* **QUOTED PASSAGE**
Trans-Oceanic Peace Corp. v. India Supply Mission

Decision Date01 April 1971
Docket NumberNo. 70 Civ. 3466.,70 Civ. 3466.
Citation325 F. Supp. 474,1971 AMC 1155
PartiesTRANS-OCEANIC PEACE CORPORATION, Plaintiff, v. INDIA SUPPLY MISSION and Farrell Lines, Inc., Defendants.
CourtU.S. District Court — Southern District of New York

Kenneth Heller, New York City, for plaintiff; George T. Delaney, New York City, of counsel.

Baker, Nelson, Williams & Mitchell, New York City, for defendant India Supply Mission; Robert E. Meshel, New York City, of counsel.

Kirlin, Campbell & Keating, New York City, for defendant Farrell Lines, Inc.

OPINION

EDWARD WEINFELD, District Judge.

On June 23, 1969, a charter party1 was entered into by the plaintiff shipowner and the defendant, India Supply Mission, as voyage charterer for the shipment of a quantity of bagged urea from a United States Gulf port to India. Under its terms, the shipowner was obligated to provide a "tight, staunch and strong" vessel that was "in every way fitted for the voyage to India," and to carry the defendant's cargo from "one or two safe berths, or one or two safe United States Gulf ports" to "one safe port on the West Coast of India." The charter party also provided "90% of the freight shall be paid in U.S. Dollars upon receipt by the India Supply Mission of Notice from the Consignee of safe arrival of vessel and cargo at first port of discharge in India. Balance of 10% of freight with any adjustment * * * shall be paid promptly but not later than a period of 90 days from the date of completion of discharge * * *." Although the plaintiff shipowner never discharged the cargo at the port of destination, as required by the terms of the charter party, it now seeks recovery of pro rata freight. Each side moves for summary judgment, and there being no dispute as to the material facts, the matter is ripe for disposition under Rule 56.

Excerpts from point annotation data:
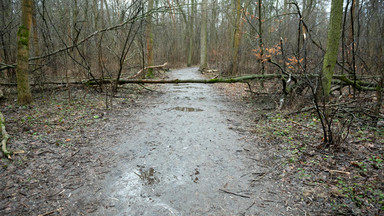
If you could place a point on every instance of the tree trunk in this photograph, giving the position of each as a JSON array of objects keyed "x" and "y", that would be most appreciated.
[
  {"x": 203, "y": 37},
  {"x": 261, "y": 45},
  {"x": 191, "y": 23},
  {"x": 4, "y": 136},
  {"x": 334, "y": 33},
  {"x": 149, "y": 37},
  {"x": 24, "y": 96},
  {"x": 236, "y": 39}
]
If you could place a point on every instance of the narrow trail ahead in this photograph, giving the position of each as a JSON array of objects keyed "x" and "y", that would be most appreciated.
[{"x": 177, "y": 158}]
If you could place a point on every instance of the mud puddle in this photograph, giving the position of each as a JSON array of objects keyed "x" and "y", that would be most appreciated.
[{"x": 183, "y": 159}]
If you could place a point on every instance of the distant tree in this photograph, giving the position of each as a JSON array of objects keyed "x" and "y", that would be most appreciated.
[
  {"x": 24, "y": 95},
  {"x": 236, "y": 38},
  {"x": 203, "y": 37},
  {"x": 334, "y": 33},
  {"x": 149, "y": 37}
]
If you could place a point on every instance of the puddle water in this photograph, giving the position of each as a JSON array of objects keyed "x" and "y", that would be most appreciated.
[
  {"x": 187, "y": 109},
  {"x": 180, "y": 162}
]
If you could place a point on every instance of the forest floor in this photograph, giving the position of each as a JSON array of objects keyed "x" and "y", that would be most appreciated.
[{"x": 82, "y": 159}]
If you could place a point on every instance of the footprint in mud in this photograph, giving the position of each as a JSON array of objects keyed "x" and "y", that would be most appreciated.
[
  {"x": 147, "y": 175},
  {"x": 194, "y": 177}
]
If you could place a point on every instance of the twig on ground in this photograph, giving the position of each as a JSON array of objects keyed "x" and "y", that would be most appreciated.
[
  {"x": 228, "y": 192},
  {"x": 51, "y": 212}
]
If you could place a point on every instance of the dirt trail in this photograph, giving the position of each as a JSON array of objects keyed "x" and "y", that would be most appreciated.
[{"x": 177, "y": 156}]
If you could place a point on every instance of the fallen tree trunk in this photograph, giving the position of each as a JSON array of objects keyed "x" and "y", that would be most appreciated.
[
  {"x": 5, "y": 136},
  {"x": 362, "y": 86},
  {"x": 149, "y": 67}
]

* **OBJECTIVES**
1 – Answer these questions using the court opinion:
(a) On what date was the charter party entered into?
(b) Which court decided the case?
(c) What percentage of the freight was to be paid in U.S. dollars upon notice of safe arrival at the first port of discharge?
2 – Echo the stretch of the court opinion from "Decision Date01 April" through "Meshel, New York City, of counsel.".
3 – Carry on the court opinion from the point at which it stops.

* **RESPONSES**
1 –
(a) June 23, 1969
(b) U.S. District Court — Southern District of New York
(c) 90%

2 –
Decision Date01 April 1971
Docket NumberNo. 70 Civ. 3466.,70 Civ. 3466.
Citation325 F. Supp. 474,1971 AMC 1155
PartiesTRANS-OCEANIC PEACE CORPORATION, Plaintiff, v. INDIA SUPPLY MISSION and Farrell Lines, Inc., Defendants.
CourtU.S. District Court — Southern District of New York

Kenneth Heller, New York City, for plaintiff; George T. Delaney, New York City, of counsel.

Baker, Nelson, Williams & Mitchell, New York City, for defendant India Supply Mission; Robert E. Meshel, New York City, of counsel.

3 –
In August 1969, the defendant charterer, India Supply Mission, caused delivery aboard plaintiff's vessel of approximately 9,220 metric tons of bagged urea at the ports of Baton Rouge and New Orleans, Louisiana, and plaintiff issued bills of lading acknowledging receipt of the cargo. The vessel sailed from New Orleans on August 31, 1969, bound for the port of discharge in India. Once at sea, the vessel experienced a series of mechanical breakdowns and was forced to put into the port of Mobile, Alabama, for repairs. She again set sail from Mobile on September 14, 1969, but early in October a second breakdown occurred and the vessel was towed to Port of Spain, Trinidad, for further repairs. There she was seized by several creditors and detained by the courts in Port of Spain upon plaintiff's refusal or inability to advance or guarantee payment of towing, repair and port charges. After approximately six months of detention, during which the plaintiff neither satisfied the attachment of its vessel nor made any arrangements to resume the interrupted transportation of the defendant's cargo to its destination in India, the vessel was sold on March 19, 1970, after due notice to plaintiff, at a foreclosure sale to the highest bidder, Farrell Lines, Inc., also named as a defendant herein. Thereafter Farrell Lines, Inc., on April 3, 1970, entered into a separate and distinct charter party with the India Supply Mission as charterer, and pursuant thereto the cargo was transported by Farrell Lines and delivered to its destination in India in July 1970.

The defendant India Supply Mission seeks summary judgment and dismissal of the complaint on the ground that plaintiff failed to perform its obligation to carry the cargo to its destination, a condition precedent to recovery of any freight charges. The defendant cross-moves for summary judgment to recover what it terms pro rata freight for loading time and for carrying the cargo from the Louisiana Gulf ports to Trinidad.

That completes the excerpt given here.